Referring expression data
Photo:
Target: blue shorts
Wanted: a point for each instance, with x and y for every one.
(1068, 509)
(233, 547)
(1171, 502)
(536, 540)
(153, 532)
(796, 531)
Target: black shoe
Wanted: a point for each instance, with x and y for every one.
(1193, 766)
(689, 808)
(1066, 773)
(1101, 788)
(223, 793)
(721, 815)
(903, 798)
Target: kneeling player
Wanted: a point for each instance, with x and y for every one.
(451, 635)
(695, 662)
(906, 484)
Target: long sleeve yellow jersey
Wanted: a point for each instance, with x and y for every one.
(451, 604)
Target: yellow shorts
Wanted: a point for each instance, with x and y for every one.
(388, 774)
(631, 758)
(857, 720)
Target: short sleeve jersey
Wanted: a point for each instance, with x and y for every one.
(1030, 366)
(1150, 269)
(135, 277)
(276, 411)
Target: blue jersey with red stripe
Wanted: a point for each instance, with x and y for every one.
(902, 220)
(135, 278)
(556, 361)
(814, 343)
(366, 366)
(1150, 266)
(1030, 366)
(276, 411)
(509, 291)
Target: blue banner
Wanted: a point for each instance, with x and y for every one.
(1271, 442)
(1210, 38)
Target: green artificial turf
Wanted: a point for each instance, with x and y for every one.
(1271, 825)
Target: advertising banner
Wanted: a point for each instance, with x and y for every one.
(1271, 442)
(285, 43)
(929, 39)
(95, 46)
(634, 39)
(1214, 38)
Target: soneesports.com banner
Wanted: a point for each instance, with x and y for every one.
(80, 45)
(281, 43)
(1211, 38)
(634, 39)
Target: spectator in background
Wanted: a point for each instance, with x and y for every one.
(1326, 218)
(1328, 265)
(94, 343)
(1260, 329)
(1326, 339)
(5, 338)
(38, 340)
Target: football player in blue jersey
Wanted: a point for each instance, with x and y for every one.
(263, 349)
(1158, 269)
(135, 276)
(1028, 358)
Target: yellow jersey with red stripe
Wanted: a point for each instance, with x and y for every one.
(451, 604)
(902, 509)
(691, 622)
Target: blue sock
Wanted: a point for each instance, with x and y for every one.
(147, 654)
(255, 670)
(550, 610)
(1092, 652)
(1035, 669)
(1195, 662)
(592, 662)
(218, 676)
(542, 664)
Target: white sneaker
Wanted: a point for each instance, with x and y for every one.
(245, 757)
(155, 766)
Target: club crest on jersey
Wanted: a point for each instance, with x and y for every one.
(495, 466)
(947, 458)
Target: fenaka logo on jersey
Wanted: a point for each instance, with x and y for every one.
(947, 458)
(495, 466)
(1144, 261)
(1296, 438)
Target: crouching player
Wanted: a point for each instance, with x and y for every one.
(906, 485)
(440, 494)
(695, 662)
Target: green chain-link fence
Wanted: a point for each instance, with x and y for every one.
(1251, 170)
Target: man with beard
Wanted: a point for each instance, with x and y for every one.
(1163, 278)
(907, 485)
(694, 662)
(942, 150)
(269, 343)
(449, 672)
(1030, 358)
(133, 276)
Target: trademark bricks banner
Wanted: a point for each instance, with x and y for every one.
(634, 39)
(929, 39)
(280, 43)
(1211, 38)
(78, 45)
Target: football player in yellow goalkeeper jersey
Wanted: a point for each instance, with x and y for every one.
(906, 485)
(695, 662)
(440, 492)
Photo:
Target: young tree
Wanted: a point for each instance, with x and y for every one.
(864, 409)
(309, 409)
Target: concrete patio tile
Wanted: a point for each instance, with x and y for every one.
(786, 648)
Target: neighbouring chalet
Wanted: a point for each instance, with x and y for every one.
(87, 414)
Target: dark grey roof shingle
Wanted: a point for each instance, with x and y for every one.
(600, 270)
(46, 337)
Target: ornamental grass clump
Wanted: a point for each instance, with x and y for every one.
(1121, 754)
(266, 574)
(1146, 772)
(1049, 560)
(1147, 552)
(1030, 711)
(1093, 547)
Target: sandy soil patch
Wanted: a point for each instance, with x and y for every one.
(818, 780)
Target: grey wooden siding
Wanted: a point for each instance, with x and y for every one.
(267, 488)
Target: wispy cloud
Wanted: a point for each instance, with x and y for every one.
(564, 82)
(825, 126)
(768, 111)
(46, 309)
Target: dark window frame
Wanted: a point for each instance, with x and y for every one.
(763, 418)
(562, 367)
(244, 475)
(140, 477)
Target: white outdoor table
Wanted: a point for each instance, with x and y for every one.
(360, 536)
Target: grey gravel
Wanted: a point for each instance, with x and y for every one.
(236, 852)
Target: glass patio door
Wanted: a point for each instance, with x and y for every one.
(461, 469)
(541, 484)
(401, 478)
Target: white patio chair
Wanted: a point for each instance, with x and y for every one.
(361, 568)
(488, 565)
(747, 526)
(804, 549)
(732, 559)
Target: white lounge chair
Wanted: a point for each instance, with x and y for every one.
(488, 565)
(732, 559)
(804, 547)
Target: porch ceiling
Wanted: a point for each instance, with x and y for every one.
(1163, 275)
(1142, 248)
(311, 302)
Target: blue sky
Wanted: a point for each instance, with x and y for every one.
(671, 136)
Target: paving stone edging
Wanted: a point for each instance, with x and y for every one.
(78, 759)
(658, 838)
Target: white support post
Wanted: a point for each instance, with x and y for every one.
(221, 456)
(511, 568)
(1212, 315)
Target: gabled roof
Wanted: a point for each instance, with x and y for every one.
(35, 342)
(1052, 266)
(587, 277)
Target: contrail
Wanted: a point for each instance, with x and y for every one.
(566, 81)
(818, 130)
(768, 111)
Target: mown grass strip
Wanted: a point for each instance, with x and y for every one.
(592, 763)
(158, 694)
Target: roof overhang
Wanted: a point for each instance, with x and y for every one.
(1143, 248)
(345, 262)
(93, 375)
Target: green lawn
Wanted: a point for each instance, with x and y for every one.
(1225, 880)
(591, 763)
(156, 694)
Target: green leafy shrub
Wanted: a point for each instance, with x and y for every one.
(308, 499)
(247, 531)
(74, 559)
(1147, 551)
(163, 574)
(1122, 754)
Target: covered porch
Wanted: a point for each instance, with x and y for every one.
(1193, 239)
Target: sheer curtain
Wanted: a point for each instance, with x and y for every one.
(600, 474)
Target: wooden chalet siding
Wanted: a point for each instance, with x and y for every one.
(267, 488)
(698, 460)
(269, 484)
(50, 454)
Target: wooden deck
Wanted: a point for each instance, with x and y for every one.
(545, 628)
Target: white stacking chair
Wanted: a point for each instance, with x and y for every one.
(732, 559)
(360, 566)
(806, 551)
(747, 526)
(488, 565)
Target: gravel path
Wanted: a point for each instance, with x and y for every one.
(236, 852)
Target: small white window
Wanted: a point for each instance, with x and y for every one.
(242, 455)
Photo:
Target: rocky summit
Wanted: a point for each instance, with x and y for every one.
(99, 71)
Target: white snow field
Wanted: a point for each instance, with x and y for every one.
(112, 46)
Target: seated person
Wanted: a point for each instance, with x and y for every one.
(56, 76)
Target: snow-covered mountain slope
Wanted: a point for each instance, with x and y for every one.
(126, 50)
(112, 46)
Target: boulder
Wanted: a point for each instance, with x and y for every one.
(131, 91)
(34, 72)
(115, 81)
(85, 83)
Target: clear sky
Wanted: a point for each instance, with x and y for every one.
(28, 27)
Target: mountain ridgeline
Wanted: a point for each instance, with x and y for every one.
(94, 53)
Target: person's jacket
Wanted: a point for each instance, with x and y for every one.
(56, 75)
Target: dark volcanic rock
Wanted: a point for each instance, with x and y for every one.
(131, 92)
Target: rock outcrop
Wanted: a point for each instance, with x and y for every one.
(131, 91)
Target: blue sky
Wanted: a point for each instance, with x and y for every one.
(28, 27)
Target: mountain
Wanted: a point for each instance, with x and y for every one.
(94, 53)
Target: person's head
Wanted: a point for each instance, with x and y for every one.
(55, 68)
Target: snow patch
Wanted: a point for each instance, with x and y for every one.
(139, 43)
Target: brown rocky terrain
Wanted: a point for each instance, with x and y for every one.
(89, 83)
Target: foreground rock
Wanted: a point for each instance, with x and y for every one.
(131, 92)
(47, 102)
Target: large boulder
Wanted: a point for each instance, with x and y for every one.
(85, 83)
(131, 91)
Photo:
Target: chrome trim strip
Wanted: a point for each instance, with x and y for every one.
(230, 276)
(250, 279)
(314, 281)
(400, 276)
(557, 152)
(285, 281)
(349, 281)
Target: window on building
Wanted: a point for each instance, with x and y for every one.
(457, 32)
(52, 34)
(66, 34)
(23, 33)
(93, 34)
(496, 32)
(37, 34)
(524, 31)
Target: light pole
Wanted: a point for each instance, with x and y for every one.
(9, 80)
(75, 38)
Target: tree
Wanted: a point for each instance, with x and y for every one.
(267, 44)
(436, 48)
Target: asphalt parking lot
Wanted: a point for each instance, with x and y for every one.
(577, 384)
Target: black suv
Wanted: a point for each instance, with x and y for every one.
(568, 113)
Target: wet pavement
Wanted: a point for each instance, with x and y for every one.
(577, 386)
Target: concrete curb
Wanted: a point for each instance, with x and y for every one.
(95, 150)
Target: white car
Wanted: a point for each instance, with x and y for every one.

- **Activity**
Please copy the lines above from the line with "Target: paving stone edging" up to and including the line with "Target: wooden chalet siding", exactly as written and with nothing else.

- **Answer to the problem**
Target: paving stone edging
Wanted: a point for each instance, with x and y for every one.
(78, 759)
(658, 838)
Target: white support post
Wanted: a point for each instance, with x and y for every one.
(221, 456)
(511, 568)
(1212, 315)
Target: gabled roof
Wanted: a point for each instance, with x and y for every one.
(35, 342)
(1052, 266)
(587, 277)
Target: contrail
Wanted: a point for each instance, with x and y for every one.
(566, 81)
(818, 130)
(768, 111)
Target: mown grass strip
Wanted: a point for each instance, with x and y for every one.
(592, 763)
(158, 694)
Target: roof overhang
Wanted: a point for each instance, with x and y for every one.
(1143, 248)
(345, 262)
(93, 375)
Target: green lawn
Wanted: a point for each instance, with x and y for every one.
(1225, 880)
(591, 763)
(156, 694)
Target: green leafy shrub
Wanted: a point for each instance, with x and y for every one.
(308, 499)
(247, 531)
(74, 559)
(1147, 551)
(163, 574)
(1122, 754)
Target: covered porch
Wanted: a point for each instance, with x and y for every one.
(1193, 239)
Target: sheer curtain
Wanted: a point for each instance, with x and y for every one.
(600, 474)
Target: wooden chalet siding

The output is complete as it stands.